→ Written exercise
Reproduce the entries below, character for character, from their first line down to and including the line that contains "pixel 241 66".

→ Exercise input
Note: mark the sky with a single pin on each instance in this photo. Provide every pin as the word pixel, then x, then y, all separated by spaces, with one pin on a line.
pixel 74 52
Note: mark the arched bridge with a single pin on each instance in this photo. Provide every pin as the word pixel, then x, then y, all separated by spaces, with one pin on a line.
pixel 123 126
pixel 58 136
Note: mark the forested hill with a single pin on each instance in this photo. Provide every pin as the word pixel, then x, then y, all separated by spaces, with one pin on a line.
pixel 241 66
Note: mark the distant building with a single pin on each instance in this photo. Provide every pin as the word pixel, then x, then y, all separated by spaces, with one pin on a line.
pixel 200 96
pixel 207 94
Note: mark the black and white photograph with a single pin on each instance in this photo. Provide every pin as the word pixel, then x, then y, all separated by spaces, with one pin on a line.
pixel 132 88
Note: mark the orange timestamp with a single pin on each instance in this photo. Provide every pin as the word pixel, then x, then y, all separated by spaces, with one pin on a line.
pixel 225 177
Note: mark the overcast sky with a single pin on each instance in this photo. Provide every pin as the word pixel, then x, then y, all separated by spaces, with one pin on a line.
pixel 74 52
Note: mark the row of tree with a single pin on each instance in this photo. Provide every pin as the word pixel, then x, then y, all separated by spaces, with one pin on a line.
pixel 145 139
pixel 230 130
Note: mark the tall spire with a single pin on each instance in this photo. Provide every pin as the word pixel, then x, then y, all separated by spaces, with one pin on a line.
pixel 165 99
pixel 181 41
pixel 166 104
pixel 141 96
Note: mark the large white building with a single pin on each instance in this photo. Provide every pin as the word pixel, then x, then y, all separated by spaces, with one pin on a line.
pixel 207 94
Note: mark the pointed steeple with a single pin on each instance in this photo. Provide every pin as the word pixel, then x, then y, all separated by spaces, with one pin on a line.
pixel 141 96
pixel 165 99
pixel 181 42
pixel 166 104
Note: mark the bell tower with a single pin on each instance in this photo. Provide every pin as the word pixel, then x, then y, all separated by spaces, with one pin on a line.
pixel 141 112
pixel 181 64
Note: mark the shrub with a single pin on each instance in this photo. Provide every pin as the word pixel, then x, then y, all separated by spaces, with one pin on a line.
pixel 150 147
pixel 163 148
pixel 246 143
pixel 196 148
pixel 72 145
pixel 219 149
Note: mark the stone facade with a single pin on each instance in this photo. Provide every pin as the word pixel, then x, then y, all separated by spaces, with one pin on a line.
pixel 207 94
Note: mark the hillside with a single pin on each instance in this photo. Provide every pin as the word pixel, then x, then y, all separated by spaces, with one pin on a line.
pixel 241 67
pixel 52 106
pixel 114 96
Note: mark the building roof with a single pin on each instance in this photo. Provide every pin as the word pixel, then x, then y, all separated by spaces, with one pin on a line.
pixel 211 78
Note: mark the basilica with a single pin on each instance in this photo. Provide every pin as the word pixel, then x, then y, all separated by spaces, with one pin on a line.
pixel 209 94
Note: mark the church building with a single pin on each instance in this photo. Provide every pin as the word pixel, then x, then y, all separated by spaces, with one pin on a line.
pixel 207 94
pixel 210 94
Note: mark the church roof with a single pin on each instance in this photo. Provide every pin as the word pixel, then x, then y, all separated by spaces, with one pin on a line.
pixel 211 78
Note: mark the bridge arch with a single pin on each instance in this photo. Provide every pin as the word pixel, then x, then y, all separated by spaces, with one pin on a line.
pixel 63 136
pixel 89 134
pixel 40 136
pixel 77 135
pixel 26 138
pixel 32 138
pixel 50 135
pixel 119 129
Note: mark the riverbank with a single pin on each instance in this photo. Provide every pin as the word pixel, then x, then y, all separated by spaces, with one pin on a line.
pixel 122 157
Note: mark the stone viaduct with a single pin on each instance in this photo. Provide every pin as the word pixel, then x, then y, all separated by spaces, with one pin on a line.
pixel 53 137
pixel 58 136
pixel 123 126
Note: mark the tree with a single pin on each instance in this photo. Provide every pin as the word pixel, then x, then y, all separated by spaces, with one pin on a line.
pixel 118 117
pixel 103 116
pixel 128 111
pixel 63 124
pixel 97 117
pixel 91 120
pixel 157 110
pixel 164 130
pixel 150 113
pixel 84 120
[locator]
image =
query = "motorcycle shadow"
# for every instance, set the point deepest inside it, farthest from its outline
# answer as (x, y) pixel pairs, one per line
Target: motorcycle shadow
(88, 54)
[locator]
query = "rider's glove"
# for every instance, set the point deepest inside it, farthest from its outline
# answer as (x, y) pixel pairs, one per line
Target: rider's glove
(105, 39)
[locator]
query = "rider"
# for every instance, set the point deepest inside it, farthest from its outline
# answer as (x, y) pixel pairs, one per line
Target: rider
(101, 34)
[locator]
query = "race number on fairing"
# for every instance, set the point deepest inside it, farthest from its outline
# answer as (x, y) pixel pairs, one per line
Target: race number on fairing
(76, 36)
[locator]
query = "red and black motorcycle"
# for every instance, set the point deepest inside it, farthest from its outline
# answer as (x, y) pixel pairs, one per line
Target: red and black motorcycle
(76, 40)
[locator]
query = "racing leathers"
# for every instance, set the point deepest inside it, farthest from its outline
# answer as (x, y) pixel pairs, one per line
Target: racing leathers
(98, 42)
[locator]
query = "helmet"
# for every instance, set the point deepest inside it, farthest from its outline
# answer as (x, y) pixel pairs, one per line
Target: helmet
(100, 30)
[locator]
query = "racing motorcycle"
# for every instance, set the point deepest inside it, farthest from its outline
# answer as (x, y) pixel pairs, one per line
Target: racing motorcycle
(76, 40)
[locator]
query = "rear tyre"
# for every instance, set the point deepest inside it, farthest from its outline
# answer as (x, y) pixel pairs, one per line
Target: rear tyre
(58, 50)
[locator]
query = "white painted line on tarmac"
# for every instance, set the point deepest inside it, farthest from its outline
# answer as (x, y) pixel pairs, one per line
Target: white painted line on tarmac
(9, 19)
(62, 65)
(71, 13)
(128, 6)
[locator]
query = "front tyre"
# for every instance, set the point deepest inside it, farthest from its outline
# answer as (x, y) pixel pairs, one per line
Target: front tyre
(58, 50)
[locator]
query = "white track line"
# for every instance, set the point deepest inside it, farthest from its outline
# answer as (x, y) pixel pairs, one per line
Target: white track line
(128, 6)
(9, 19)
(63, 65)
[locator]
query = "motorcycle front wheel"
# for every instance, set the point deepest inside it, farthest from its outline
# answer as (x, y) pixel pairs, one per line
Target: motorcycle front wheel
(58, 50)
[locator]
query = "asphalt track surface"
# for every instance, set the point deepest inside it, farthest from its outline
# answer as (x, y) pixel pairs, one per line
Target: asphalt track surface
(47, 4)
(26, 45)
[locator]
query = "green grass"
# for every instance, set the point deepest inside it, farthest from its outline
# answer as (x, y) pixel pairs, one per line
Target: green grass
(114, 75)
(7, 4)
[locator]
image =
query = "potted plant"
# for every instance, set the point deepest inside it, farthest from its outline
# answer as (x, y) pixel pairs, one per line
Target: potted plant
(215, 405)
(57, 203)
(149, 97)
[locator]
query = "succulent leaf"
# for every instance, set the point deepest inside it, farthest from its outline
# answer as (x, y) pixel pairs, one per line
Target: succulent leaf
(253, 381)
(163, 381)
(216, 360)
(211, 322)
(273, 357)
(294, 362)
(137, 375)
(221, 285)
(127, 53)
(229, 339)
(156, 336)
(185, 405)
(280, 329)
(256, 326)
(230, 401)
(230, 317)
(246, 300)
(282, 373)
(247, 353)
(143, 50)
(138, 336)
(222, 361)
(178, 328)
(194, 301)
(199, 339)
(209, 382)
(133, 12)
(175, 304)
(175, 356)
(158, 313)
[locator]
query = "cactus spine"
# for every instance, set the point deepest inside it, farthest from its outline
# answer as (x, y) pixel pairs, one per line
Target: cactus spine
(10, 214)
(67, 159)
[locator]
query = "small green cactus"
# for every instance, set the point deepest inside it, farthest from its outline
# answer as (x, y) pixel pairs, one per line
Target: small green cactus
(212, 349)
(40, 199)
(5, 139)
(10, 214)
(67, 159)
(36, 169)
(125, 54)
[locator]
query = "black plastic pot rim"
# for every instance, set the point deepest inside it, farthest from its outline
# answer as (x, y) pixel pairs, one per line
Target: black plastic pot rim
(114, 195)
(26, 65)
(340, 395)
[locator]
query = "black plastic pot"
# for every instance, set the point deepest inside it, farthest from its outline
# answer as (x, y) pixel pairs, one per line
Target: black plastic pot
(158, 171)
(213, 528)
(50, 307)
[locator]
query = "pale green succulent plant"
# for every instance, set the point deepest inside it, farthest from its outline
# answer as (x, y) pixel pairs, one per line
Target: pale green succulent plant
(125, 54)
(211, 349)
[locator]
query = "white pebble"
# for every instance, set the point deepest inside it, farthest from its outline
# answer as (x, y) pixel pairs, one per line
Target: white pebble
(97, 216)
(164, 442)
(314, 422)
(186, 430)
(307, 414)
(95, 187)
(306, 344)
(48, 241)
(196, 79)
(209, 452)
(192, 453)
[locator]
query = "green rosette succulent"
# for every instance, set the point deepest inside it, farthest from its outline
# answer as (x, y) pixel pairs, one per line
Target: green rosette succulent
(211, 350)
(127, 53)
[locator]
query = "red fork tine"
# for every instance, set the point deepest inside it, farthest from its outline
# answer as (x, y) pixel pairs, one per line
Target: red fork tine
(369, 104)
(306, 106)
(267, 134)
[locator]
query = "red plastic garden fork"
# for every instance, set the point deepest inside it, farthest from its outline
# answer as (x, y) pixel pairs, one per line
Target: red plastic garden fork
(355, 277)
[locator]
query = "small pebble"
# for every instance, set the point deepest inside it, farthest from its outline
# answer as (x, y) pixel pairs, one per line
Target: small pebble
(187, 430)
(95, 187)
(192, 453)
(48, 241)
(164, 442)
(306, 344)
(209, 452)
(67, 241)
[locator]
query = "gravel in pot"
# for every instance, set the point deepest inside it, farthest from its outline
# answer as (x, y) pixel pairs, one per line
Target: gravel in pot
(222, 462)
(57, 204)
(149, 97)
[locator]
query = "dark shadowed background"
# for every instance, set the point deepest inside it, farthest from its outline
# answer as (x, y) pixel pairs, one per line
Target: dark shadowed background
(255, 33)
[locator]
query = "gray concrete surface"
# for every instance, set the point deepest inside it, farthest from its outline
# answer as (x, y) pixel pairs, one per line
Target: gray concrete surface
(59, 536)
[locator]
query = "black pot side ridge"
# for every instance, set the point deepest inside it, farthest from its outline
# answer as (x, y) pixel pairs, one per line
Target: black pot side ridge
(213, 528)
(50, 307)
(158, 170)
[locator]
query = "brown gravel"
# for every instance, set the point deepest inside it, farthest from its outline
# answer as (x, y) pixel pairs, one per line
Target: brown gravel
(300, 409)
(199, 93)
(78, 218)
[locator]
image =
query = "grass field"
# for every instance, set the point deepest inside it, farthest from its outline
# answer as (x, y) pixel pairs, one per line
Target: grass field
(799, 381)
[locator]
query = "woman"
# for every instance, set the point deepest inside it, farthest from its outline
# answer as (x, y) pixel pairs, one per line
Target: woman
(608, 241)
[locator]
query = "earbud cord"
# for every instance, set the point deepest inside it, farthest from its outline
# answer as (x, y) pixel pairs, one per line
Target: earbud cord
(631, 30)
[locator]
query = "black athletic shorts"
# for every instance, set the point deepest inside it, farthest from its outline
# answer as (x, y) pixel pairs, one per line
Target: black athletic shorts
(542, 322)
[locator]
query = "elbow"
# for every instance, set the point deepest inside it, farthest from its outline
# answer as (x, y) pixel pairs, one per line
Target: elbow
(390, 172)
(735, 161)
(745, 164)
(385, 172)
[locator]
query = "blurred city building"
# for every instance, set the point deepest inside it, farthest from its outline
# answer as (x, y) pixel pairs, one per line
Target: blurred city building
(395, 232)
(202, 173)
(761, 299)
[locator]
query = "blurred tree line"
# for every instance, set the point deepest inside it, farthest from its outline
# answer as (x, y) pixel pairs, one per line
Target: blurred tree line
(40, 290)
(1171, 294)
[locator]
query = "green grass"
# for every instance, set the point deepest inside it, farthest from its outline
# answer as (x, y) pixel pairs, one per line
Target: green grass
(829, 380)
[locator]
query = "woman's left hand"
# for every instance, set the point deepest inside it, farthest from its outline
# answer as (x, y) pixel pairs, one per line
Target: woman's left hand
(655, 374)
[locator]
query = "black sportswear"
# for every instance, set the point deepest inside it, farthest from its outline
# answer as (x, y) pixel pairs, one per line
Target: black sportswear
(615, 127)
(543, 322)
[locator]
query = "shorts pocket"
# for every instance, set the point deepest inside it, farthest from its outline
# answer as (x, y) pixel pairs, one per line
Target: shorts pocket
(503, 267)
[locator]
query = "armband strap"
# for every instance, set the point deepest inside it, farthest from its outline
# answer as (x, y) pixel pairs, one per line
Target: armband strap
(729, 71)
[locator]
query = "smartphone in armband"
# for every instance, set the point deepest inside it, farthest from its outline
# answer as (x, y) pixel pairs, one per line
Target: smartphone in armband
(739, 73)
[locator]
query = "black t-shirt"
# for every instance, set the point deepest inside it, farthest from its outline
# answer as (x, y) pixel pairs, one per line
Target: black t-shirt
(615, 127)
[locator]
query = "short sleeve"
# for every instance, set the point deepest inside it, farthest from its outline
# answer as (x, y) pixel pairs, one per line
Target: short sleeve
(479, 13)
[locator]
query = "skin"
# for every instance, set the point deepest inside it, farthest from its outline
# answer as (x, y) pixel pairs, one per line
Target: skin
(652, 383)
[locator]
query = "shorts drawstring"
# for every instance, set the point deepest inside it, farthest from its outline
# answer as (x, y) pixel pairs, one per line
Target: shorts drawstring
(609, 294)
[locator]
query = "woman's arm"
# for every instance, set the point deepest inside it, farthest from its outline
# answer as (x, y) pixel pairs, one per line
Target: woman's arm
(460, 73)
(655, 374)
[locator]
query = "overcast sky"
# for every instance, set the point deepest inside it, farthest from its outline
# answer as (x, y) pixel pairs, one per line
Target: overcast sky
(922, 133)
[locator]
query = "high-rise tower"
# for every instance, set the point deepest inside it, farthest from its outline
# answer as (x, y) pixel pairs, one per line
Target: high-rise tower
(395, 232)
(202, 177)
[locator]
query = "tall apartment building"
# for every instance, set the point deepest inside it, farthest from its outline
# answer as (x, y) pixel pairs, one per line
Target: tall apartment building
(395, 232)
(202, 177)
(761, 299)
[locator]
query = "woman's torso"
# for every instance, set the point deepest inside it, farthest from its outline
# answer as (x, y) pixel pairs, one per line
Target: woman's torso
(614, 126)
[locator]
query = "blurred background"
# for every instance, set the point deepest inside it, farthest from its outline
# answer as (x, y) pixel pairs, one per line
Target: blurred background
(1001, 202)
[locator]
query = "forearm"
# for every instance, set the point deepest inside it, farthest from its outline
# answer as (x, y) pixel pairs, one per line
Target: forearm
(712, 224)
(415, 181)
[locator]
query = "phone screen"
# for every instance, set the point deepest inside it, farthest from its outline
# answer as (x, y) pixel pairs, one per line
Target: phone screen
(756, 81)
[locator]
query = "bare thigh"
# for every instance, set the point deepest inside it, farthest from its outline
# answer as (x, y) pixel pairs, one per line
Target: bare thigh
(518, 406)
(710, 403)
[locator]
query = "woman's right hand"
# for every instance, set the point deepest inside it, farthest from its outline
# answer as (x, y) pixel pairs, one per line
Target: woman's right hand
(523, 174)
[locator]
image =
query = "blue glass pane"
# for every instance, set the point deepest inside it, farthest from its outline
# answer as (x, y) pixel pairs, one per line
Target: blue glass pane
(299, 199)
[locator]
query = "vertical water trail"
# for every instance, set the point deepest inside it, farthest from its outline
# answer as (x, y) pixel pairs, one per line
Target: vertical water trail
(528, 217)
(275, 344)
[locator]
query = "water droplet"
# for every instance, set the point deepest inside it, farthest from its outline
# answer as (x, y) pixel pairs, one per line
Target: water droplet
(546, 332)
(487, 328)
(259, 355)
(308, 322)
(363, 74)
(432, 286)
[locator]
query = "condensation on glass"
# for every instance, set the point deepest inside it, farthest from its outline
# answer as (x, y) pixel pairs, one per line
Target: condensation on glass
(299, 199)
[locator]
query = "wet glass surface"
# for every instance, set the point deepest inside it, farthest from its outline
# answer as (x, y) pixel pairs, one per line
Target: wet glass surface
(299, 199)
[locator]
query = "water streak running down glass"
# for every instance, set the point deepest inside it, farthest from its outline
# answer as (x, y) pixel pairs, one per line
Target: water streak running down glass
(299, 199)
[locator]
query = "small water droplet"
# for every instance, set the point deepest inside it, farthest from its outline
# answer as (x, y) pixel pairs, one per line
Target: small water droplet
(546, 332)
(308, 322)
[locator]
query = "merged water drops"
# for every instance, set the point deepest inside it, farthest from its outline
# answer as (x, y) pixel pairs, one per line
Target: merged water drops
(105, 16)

→ Response to the exercise
Note: mark the sky with a single pin on each instance in this photo. Provide every pin as the word pixel, then x, then y, all separated by spaces, with one pin on a line.
pixel 74 52
Note: mark the arched bridge with a single pin on each instance in this photo. Provide every pin as the word pixel, then x, then y, all separated by spaces, with one pin on a line.
pixel 123 126
pixel 58 136
Note: mark the forested hill with a single pin on each instance in this photo. Provide every pin as the word pixel, then x, then y, all separated by spaces, with one pin on a line.
pixel 241 66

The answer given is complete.